Recopiez à l'identique, s'il vous plaît, le passage du texte sur le moabi en commençant à « 3 questions à…Luc » et en terminant à « forêts devenues rares. ».

> [TEXTE FOURNI]
——

Le moabi, un immense acteur

Il est des acteurs retors ! C'était le cas du moabi, personnage central du film "Il était une forêt". Lors du tournage, Francis Hallé a découvert qu'il s'agissait d'un arbre unitaire, comme l'araucaria ou le palmier, et non coloniaire. Autrement dit, "un arbre qui ne réitère jamais son architecture".


3 questions à…Luc Jacquet, réalisateur du film Il était une forêt
"J'avais envie d'amener le génie végétal dans une salle de cinéma"

• Entre l'idée de départ de Francis Hallé et le visionnage de l'avant-première, quel regard portez-vous sur votre film avec un peu de recul ?
C'était une aventure un peu folle mais, curieusement, un film ressemble toujours aux premiers mots qu'on a prononcés à son sujet. J'ai été troublé en relisant les premiers écrits : tout est dedans ! J'avais envie que les spectateurs passent du temps dans les arbres, envie d'amener le génie végétal dans une salle de cinéma. Ce film est parti de l'émotion que j'ai ressentie en visant la forêt de Guyane avec Francis Hallé et j'ai eu envie de la partager. J'ai le sentiment d'avoir été extrêmement privilégié en m'immergeant dans ces forêts devenues rares.

• A quelles difficultés scénaristiques et techniques avez-vous été confronté ?

——

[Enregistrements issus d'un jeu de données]
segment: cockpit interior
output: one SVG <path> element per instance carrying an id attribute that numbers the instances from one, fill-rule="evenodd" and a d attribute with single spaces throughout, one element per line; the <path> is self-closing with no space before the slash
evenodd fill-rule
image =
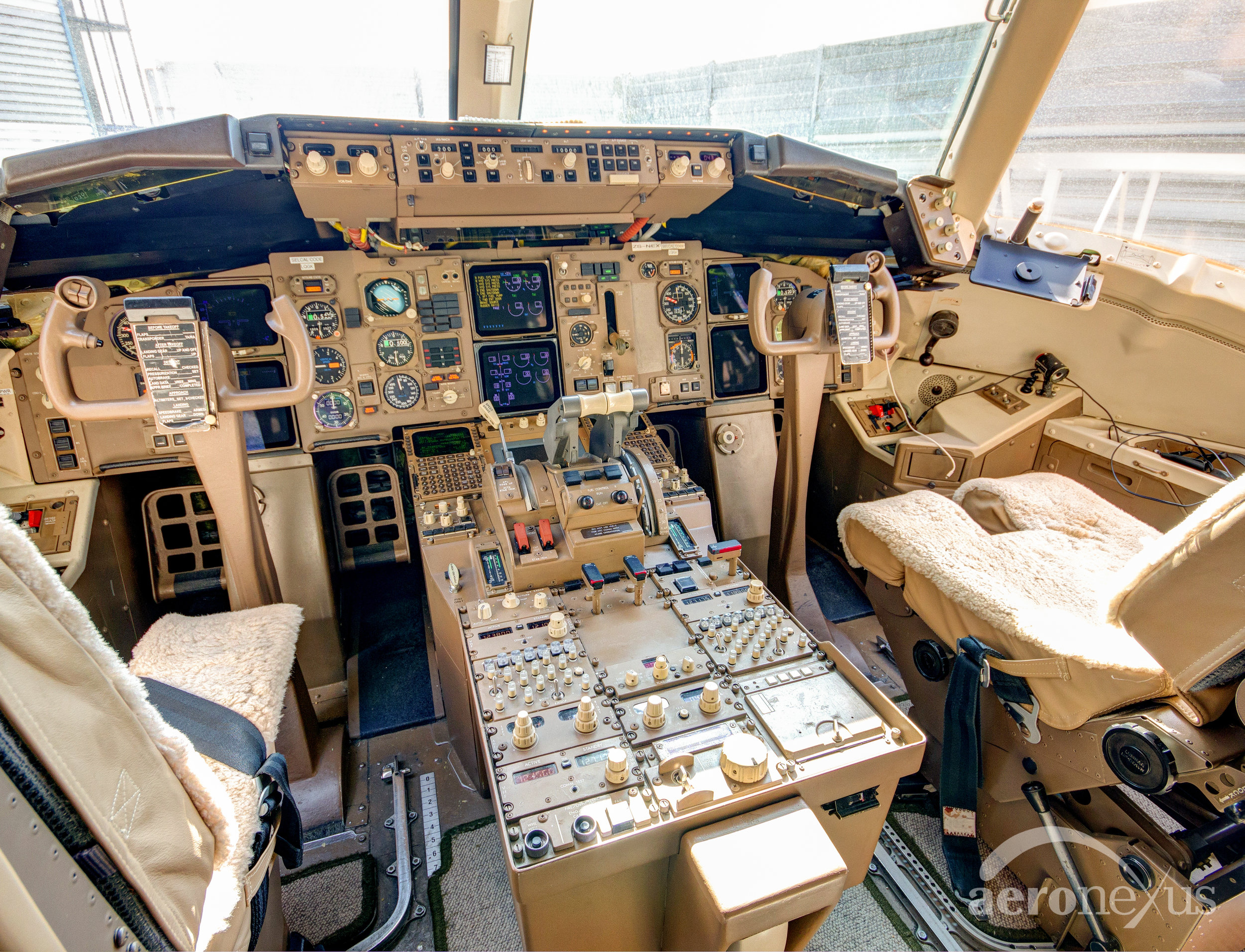
<path id="1" fill-rule="evenodd" d="M 0 4 L 0 948 L 1245 947 L 1240 2 L 249 6 Z"/>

——

> [RÉPONSE]
3 questions à…Luc Jacquet, réalisateur du film Il était une forêt
"J'avais envie d'amener le génie végétal dans une salle de cinéma"

• Entre l'idée de départ de Francis Hallé et le visionnage de l'avant-première, quel regard portez-vous sur votre film avec un peu de recul ?
C'était une aventure un peu folle mais, curieusement, un film ressemble toujours aux premiers mots qu'on a prononcés à son sujet. J'ai été troublé en relisant les premiers écrits : tout est dedans ! J'avais envie que les spectateurs passent du temps dans les arbres, envie d'amener le génie végétal dans une salle de cinéma. Ce film est parti de l'émotion que j'ai ressentie en visant la forêt de Guyane avec Francis Hallé et j'ai eu envie de la partager. J'ai le sentiment d'avoir été extrêmement privilégié en m'immergeant dans ces forêts devenues rares.